Indica si cada afirmación coincide con el fragmento sobre Cuba; responde sí o no y copia entre comillas las palabras del fragmento que lo deciden.
(a) Cuba debe avanzar con tanto mercado como sea posible y tanto Estado como sea necesario.
(b) Un gobierno débil fortalece el orden democrático.
(c) En la sociedad cubana de fines de la década de 1950 ya existían estructuras legislativas de derechos de la mujer.

[Fragmento seleccionado]
□ □ □ □ □

En el otro extremo, la instauración de políticas económicas neoliberales, a priori, como irresponsables recetas de aprendices de brujo, resquebrajará todavía más el mutilado tejido social cubano y nos llevará de regreso en unos años a una nostalgia del castrismo capaz de paralizar nuestras incipientes energías democráticas. Espanta imaginar que al despertar de la sórdida pesadilla castrista, con su demagogia colectivista y su falaz interpretación de la soberanía, nos topemos con un capitalismo de sálvese quien pueda donde las libertades civiles sirvan de cosmético aderezo al saqueo de los recursos, la explotación de las transnacionales y la alianza política entre la sobreviviente elite del castrismo y algunos acaudalados sectores del exilio.
Tal como hemos aprendido en carne viva que no hay comunismo de rostro humano (desde Lenin hasta Hu Jintao), es hora de ir echando por tierra varias falacias neoliberales tomadas como inapelables argumentos de fe, por ejemplo, que el libre mercado genera valores éticos y solidarios, que un gobierno débil fortalece el orden democrático, que mientras más ganen los ricos mejor vivirán los pobres y otras fábulas de terapias de choque cuyas repugnantes raíces utilitarias se nutren de la insolidaridad, el desprecio a los débiles, una premoderna sed de usura y la negación de toda cultura, toda tradición y toda idea afín a la dignidad e integridad del individuo.
Sin adentrarse en el limbo abismal de las utopías, Cuba puede (y debe) echar a andar hacia la libertad, la concordia y la prosperidad con tanto mercado como sea posible y tanto Estado como sea necesario. Muchas naciones lo han conseguido sin coacción de sus garantías ciudadanas ni detrimento de sus fuentes creadoras de riquezas. De hecho, son las naciones más felices, más libres y, en no pocos casos, con mayor productividad del planeta. Vale mencionar que, en la sociedad cubana de fines de la década de 1950, ya existían estructuras legislativas y teóricas de derechos laboral y de la mujer, rechazo al monopolio, movilidad entre las clases, rescate de los recursos naturales, distribución vertical del poder político y responsabilidad para con los pobres y desvalidos que todavía brillan por su ausencia en tierra norteamericana, para citarnos en casa.

□ □ □ □ □

[Listado de registros]
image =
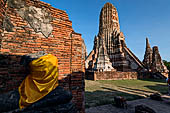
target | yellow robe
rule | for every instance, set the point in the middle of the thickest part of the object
(42, 79)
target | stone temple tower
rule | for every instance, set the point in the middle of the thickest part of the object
(110, 51)
(148, 55)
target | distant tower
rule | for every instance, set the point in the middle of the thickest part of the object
(157, 63)
(109, 23)
(110, 51)
(148, 55)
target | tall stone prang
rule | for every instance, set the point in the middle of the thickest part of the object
(148, 55)
(157, 63)
(153, 61)
(110, 51)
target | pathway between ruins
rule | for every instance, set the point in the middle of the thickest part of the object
(158, 106)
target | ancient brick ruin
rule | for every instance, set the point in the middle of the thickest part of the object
(153, 61)
(31, 26)
(110, 53)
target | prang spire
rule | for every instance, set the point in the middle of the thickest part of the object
(148, 55)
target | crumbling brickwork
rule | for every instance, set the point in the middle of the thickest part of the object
(21, 34)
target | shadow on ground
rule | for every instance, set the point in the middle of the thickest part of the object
(98, 97)
(163, 89)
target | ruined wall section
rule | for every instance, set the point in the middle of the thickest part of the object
(2, 14)
(32, 26)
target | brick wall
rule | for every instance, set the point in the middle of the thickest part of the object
(18, 37)
(112, 75)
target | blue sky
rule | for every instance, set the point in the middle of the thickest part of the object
(138, 19)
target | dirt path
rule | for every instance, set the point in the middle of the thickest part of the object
(158, 106)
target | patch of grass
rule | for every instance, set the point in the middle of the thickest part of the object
(103, 92)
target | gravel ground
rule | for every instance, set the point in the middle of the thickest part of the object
(157, 106)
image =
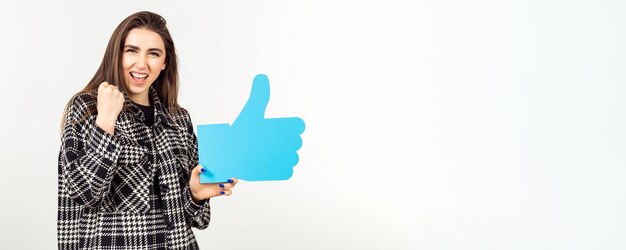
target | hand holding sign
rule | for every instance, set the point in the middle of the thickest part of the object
(253, 148)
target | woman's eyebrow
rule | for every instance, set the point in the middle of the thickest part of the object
(137, 48)
(155, 49)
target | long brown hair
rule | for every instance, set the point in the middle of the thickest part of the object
(111, 71)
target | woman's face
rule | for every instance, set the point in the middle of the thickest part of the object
(143, 59)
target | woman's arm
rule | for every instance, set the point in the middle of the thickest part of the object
(197, 212)
(88, 154)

□ □ □ □ □

[Resultado]
(a) Sí: «Cuba puede (y debe) echar a andar hacia la libertad, la concordia y la prosperidad con tanto mercado como sea posible y tanto Estado como sea necesario».
(b) No: «varias falacias neoliberales tomadas como inapelables argumentos de fe, por ejemplo, que el libre mercado genera valores éticos y solidarios, que un gobierno débil fortalece el orden democrático».
(c) Sí: «en la sociedad cubana de fines de la década de 1950, ya existían estructuras legislativas y teóricas de derechos laboral y de la mujer».